> **Task to carry out**
Rewrite the records below, switching each occurrence of "bounding box" to "enclosing rectangle" and leaving everything else unchanged. Omit the pictures from your version.

> **Data to process**
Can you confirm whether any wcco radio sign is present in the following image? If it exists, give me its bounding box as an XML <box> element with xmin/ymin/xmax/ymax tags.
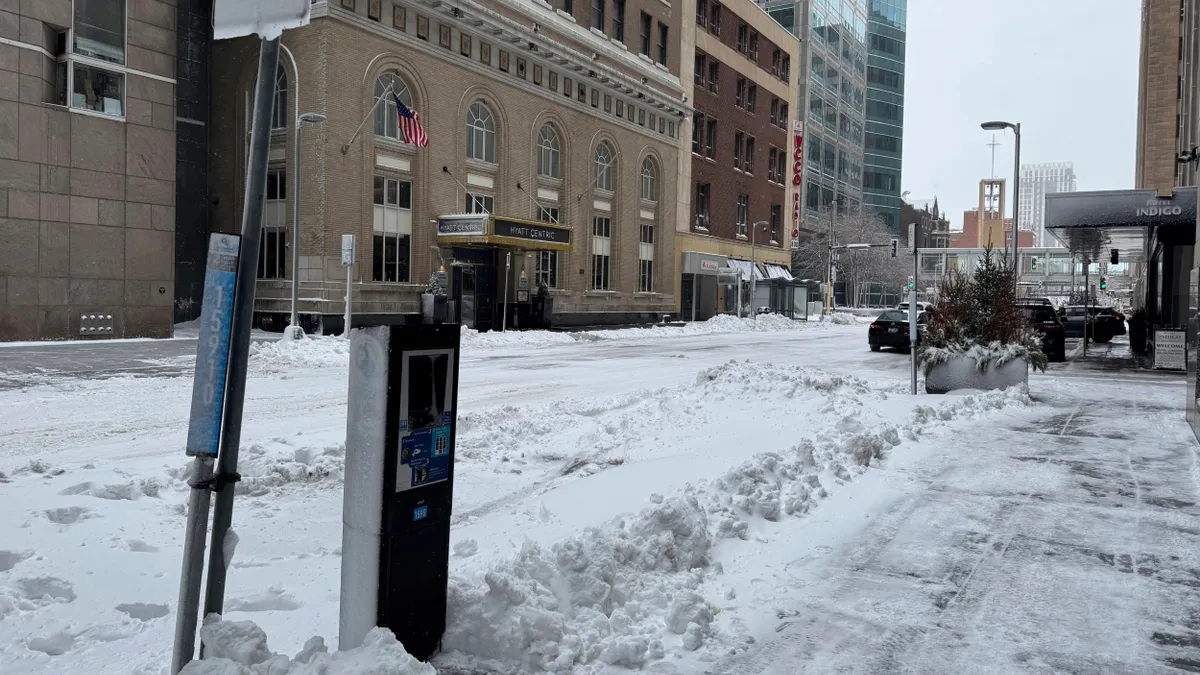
<box><xmin>792</xmin><ymin>120</ymin><xmax>804</xmax><ymax>229</ymax></box>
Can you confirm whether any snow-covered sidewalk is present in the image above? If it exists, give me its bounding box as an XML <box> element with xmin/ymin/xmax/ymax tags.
<box><xmin>0</xmin><ymin>324</ymin><xmax>1200</xmax><ymax>675</ymax></box>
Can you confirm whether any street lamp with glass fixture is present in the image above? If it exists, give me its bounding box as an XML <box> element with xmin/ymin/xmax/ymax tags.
<box><xmin>979</xmin><ymin>121</ymin><xmax>1021</xmax><ymax>288</ymax></box>
<box><xmin>750</xmin><ymin>220</ymin><xmax>770</xmax><ymax>321</ymax></box>
<box><xmin>288</xmin><ymin>113</ymin><xmax>325</xmax><ymax>340</ymax></box>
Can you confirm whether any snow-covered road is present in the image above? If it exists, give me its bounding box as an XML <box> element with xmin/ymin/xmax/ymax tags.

> **The result**
Can you confirm whether any wcco radio sign is present in the following image? If it exists, give me its enclosing rectangle as an XML <box> element with xmin/ymin/xmax/ymax tags.
<box><xmin>792</xmin><ymin>120</ymin><xmax>804</xmax><ymax>229</ymax></box>
Can you confirm whether any snow-covered sidewalk is present in the image above? If it exists, give me its enclosing rectangle as an XML <box> element with xmin/ymin/xmax/ymax tags.
<box><xmin>0</xmin><ymin>324</ymin><xmax>1200</xmax><ymax>675</ymax></box>
Can you confirm whether any street lamp with glass fixture is present in the image above? If it exists, give me its enclosing rectangle as an XML <box> element with xmin/ymin/xmax/ymax tags.
<box><xmin>979</xmin><ymin>121</ymin><xmax>1021</xmax><ymax>288</ymax></box>
<box><xmin>750</xmin><ymin>220</ymin><xmax>770</xmax><ymax>321</ymax></box>
<box><xmin>288</xmin><ymin>113</ymin><xmax>325</xmax><ymax>340</ymax></box>
Can you confirm whether any snow-covered road is present in the image above? If it exists, give me its enclosing rectangle as an XML <box> element with xmin/ymin/xmax/ymax tags.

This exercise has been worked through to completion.